** Start **

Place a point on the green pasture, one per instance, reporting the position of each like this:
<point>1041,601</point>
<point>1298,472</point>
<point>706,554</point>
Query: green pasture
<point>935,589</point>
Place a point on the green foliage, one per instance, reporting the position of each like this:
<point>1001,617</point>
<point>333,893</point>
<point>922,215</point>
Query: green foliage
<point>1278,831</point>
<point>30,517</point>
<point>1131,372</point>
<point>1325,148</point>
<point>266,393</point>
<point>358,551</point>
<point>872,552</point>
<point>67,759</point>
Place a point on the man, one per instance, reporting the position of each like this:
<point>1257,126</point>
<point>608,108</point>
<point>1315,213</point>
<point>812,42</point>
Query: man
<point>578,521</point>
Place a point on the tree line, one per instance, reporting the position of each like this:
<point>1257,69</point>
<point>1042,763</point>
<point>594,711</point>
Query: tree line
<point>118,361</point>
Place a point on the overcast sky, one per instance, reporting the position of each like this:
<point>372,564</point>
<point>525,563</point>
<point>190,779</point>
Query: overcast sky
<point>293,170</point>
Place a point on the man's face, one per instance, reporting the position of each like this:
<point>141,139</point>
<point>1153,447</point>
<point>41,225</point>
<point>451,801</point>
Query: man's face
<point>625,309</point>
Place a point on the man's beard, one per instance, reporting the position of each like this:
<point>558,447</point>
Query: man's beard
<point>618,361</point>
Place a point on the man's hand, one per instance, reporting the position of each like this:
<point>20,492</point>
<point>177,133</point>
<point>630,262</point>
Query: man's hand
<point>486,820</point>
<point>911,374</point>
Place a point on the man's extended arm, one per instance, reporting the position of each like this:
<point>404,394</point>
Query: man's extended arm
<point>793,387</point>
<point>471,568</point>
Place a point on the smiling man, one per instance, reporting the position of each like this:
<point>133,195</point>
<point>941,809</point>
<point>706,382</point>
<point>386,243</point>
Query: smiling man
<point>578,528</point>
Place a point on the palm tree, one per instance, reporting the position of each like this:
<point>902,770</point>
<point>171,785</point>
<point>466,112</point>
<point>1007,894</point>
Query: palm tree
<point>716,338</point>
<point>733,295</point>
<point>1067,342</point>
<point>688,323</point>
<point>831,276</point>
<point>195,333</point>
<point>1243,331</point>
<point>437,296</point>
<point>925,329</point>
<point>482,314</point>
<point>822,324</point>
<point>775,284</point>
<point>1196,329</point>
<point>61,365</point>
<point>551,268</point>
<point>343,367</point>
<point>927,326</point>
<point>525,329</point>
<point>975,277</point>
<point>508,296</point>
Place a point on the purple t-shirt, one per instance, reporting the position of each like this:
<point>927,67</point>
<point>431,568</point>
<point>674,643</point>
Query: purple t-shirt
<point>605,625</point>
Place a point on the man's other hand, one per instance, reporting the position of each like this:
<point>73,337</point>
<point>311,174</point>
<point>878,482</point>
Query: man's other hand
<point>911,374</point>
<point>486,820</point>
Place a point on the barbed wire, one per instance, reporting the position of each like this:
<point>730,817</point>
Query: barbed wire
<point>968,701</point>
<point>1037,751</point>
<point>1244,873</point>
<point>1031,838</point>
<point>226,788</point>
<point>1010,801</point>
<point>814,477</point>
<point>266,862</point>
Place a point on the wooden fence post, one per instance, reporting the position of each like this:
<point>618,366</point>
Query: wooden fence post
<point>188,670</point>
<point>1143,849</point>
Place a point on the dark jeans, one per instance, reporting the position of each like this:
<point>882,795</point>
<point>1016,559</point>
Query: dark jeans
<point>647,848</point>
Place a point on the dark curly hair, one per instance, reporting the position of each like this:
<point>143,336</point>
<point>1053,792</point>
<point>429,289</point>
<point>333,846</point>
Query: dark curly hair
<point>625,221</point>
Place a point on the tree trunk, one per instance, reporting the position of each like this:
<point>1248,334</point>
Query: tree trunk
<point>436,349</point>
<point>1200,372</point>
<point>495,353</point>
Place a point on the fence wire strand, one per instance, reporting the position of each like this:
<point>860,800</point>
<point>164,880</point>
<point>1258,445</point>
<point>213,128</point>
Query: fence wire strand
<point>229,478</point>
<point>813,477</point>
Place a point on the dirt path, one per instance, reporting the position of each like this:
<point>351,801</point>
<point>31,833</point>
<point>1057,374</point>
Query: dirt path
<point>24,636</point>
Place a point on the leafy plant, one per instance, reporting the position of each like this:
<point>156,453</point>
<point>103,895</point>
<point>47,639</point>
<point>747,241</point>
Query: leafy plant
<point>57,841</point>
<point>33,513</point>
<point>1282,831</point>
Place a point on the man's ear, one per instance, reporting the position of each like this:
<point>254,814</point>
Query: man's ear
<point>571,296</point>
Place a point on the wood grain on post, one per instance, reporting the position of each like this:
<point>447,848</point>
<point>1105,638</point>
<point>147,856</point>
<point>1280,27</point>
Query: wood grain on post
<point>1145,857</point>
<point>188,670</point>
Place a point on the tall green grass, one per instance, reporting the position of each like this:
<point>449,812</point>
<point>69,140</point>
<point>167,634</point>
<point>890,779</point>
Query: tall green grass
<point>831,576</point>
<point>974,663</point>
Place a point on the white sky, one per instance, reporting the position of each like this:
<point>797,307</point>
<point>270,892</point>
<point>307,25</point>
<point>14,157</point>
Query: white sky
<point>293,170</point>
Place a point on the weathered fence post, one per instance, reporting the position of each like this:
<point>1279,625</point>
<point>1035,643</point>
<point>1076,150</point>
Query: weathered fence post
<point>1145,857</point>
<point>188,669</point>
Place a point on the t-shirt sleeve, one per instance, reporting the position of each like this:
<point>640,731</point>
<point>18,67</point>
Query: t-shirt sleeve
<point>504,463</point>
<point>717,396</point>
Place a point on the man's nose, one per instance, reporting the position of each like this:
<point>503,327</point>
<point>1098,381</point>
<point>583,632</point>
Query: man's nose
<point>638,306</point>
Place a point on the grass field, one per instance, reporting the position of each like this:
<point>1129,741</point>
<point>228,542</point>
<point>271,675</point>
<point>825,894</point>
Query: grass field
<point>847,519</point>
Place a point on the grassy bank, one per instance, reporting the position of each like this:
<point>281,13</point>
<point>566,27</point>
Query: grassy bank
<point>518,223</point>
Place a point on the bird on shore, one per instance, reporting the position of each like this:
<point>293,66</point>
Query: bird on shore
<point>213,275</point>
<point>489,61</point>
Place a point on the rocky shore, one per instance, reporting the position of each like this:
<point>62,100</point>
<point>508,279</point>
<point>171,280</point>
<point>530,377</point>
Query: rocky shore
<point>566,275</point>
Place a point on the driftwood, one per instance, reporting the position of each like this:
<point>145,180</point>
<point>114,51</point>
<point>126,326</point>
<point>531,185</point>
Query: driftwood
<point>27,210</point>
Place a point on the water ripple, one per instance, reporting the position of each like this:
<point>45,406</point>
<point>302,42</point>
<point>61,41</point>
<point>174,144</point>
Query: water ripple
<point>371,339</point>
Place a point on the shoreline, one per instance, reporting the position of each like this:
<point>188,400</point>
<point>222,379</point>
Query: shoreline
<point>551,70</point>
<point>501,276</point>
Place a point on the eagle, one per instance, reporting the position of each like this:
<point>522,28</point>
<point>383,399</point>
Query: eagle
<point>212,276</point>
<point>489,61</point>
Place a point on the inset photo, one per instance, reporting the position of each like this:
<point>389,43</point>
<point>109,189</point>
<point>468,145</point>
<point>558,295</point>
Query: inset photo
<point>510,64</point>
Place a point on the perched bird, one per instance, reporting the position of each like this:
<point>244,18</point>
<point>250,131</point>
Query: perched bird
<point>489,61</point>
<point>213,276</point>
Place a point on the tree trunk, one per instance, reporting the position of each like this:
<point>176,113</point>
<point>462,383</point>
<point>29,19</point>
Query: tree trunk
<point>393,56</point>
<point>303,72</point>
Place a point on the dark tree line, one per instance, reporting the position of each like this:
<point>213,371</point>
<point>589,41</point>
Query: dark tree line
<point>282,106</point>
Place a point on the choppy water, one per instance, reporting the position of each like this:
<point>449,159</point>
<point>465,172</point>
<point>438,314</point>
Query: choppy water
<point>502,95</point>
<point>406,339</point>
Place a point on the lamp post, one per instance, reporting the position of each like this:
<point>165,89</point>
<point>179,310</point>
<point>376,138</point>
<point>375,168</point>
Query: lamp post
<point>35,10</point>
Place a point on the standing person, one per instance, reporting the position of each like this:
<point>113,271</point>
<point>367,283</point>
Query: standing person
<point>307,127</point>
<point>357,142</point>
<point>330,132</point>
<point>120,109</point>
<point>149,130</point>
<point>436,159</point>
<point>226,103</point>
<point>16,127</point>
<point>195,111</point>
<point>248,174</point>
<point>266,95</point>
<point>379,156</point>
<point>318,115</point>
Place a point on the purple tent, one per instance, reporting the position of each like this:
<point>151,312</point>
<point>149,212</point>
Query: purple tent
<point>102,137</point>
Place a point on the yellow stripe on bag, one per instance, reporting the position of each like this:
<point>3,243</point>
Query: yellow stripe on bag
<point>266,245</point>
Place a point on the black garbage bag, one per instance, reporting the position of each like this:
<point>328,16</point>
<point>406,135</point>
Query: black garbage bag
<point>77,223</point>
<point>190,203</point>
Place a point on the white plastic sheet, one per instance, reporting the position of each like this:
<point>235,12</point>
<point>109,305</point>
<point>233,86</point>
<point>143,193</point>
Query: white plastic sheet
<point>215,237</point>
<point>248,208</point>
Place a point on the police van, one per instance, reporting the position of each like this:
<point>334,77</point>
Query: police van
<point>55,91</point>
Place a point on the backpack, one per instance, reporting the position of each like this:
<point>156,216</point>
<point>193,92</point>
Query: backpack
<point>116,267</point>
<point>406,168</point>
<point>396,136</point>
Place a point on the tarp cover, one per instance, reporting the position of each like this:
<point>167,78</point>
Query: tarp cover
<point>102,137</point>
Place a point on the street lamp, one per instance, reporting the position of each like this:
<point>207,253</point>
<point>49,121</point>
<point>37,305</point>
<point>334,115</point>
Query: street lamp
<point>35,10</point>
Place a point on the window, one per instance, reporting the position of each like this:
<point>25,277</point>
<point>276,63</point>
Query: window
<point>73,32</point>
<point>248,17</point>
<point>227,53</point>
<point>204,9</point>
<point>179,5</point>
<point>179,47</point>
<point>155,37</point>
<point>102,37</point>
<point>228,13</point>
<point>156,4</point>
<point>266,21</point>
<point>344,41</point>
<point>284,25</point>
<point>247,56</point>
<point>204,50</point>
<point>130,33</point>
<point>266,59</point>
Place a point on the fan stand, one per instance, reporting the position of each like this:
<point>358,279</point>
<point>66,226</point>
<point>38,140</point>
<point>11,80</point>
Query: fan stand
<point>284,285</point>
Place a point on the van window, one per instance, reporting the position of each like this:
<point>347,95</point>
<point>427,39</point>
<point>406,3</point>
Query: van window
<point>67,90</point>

** End **

WHAT IS EXPECTED
Please reproduce the lines of the listing above word for word, from the line containing "Place a point on the weathered" up to and including the line containing "<point>638,306</point>".

THE COMPLETED TASK
Place a point on the weathered fence post, one per instance, reporting the position of each like this:
<point>1279,625</point>
<point>1035,643</point>
<point>1076,150</point>
Query: weathered fence post
<point>1145,857</point>
<point>188,669</point>
Place a point on the t-shirt sleeve, one per instance, reporting the position of each like this:
<point>640,731</point>
<point>18,67</point>
Query: t-shirt sleeve
<point>504,463</point>
<point>717,396</point>
Place a point on the man's nose, one per instance, reporting the position of each like this:
<point>503,327</point>
<point>1098,381</point>
<point>583,632</point>
Query: man's nose
<point>638,306</point>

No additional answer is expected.